EXCERPTED RECORDS:
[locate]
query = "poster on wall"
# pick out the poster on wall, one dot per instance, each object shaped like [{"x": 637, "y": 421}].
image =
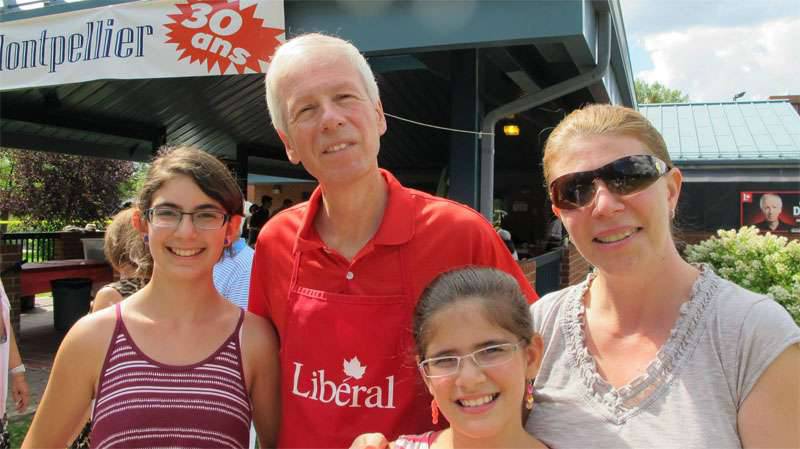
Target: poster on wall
[
  {"x": 152, "y": 39},
  {"x": 771, "y": 211}
]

WORK TO BE COMPLETED:
In your copy of the records, include no pictures; repeat everything else exactly.

ANSWER SPACE:
[locate]
query = "poster on wall"
# pick out the poster on wall, one dot per instance, each object shaped like [{"x": 637, "y": 421}].
image =
Target: poster on wall
[
  {"x": 152, "y": 39},
  {"x": 771, "y": 211}
]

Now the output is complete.